## What is required
Could you rewrite the data below, from the line that contains "Guideline: for each instance of the bavarian" down to the end, with "logo" replaced by "emblem" and nothing else changed?

---

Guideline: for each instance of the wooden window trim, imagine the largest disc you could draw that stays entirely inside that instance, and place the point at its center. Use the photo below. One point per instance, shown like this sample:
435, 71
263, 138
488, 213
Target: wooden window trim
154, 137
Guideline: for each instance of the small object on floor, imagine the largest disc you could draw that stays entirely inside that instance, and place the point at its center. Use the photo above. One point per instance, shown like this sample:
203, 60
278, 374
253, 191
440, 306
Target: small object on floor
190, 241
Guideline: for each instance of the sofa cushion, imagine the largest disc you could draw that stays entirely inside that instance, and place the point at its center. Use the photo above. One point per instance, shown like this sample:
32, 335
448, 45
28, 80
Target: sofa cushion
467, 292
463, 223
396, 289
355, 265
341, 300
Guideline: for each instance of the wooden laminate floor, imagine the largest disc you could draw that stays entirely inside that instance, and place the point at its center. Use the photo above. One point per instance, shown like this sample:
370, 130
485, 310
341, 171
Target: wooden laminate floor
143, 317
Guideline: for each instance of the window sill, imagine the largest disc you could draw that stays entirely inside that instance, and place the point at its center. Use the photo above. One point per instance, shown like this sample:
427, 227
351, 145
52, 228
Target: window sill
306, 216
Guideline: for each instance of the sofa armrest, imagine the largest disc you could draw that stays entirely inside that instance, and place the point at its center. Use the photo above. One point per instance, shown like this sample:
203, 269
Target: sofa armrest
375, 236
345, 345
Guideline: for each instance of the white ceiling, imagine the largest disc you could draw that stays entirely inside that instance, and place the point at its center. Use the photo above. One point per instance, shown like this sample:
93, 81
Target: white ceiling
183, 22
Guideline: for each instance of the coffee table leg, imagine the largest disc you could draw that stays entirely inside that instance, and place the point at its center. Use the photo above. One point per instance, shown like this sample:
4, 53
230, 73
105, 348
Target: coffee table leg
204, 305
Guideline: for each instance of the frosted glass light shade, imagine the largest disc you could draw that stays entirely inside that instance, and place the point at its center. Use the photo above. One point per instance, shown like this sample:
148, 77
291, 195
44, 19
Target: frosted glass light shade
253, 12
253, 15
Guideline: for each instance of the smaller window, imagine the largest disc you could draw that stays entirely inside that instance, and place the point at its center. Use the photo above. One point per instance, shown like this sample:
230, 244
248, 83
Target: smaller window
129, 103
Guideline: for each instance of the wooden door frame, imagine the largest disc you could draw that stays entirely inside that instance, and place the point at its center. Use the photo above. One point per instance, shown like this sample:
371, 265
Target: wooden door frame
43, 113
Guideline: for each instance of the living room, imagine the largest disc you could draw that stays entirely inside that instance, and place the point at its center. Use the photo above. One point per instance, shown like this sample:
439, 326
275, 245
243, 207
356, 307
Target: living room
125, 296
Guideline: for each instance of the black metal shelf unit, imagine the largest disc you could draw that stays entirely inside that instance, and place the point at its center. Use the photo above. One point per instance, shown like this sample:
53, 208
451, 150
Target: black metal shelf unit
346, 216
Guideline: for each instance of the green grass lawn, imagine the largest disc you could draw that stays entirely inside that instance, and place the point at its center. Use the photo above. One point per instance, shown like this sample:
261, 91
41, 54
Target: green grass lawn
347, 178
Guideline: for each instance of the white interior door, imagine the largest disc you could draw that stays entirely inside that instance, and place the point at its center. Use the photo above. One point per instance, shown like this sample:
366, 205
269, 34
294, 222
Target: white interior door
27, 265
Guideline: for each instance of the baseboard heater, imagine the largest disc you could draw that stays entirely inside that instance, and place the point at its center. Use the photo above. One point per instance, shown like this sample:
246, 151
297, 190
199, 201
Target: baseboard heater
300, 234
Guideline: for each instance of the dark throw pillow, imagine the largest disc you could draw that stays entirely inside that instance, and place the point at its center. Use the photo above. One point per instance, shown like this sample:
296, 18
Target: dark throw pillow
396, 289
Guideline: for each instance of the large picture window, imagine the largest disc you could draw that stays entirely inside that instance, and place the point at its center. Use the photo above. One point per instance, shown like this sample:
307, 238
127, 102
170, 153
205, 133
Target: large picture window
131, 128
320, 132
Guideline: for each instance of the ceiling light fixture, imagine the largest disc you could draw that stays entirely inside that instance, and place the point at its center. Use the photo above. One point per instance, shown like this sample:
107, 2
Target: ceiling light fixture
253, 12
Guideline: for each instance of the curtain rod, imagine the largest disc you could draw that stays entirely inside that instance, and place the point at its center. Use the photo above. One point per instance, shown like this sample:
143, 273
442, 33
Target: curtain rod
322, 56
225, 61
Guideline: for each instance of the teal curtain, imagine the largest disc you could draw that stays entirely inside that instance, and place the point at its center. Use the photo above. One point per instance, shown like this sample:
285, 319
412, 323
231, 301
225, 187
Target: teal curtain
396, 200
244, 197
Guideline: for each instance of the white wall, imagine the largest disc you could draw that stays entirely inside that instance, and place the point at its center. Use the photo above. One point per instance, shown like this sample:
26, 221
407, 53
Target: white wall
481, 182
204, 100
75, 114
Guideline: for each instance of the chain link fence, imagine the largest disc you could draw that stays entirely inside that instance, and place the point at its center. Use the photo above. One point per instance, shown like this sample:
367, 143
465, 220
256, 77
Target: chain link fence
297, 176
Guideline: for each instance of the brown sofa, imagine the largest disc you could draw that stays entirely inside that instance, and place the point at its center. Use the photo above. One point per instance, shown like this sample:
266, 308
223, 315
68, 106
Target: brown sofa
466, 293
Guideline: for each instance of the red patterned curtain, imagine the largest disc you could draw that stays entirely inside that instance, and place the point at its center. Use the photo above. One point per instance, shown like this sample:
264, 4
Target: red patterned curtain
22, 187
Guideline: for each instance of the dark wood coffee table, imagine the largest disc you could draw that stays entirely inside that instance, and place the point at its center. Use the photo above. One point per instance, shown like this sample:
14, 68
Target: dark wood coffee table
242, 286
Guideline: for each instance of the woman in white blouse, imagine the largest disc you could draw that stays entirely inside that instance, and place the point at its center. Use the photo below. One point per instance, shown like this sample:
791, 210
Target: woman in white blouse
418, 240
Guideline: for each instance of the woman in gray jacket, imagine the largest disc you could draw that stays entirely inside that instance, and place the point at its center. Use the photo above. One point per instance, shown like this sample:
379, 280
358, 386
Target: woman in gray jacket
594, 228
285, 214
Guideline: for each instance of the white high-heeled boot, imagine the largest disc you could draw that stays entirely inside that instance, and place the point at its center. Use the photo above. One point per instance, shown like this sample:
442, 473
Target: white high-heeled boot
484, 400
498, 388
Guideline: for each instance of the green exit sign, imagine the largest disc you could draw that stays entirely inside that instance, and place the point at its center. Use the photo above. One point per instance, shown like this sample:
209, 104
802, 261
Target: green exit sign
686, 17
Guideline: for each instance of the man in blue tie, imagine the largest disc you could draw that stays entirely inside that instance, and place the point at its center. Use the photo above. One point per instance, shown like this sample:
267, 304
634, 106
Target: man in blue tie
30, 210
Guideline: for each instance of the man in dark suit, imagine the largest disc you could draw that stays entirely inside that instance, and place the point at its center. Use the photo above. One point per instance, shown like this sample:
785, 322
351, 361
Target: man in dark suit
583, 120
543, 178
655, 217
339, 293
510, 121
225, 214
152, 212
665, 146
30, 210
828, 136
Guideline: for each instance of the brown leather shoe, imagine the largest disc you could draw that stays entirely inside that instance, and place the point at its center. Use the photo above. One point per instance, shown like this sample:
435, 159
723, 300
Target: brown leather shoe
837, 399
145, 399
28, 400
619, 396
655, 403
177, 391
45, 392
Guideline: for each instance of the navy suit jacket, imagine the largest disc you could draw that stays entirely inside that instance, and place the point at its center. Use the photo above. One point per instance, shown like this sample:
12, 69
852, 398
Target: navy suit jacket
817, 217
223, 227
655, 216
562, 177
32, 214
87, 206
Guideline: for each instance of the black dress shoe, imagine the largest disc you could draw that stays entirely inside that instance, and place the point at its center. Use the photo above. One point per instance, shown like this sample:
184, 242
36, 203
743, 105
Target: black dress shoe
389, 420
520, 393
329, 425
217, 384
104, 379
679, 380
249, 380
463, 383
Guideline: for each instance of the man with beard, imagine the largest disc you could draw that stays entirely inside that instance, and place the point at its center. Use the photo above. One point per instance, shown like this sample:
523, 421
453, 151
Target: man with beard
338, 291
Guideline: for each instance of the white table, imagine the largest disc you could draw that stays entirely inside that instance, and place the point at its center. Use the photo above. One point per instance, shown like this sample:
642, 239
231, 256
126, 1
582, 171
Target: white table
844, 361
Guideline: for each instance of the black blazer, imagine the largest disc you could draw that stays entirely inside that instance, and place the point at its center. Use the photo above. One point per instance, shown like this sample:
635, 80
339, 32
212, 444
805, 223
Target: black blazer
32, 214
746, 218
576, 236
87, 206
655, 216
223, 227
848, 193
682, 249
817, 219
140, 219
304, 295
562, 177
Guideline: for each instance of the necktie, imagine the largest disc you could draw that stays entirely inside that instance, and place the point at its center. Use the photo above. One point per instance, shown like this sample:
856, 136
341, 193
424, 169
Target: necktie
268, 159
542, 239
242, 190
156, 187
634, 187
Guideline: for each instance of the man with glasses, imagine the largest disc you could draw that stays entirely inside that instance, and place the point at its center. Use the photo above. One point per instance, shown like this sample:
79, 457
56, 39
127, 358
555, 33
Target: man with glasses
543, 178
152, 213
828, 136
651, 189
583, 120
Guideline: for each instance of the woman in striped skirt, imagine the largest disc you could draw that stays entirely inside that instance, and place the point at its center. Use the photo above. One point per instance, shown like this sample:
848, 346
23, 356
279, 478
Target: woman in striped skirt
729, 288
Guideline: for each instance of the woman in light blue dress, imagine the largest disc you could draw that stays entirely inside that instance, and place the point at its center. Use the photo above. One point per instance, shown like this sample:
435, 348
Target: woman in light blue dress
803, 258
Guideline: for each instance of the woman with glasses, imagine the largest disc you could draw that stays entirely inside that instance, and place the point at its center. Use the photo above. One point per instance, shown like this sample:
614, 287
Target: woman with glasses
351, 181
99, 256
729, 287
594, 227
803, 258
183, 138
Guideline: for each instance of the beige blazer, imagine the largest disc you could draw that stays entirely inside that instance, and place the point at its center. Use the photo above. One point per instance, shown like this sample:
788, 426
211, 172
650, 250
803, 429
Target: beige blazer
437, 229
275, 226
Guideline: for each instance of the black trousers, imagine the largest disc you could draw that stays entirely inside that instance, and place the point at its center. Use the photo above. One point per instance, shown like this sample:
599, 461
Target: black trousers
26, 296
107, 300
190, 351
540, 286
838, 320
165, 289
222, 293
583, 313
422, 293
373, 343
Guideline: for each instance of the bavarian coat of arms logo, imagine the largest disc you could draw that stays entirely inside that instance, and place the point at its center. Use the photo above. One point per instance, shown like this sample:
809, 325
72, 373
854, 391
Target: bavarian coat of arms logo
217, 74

---

## Written reply
Guideline: for each instance of the bavarian coat of arms emblem, imagine the largest disc you could draw that stays entirely inside that instance, and place the point at its center. Use the photo above. One point per instance, shown like this sample:
809, 325
72, 373
854, 391
Target: bavarian coat of arms emblem
217, 74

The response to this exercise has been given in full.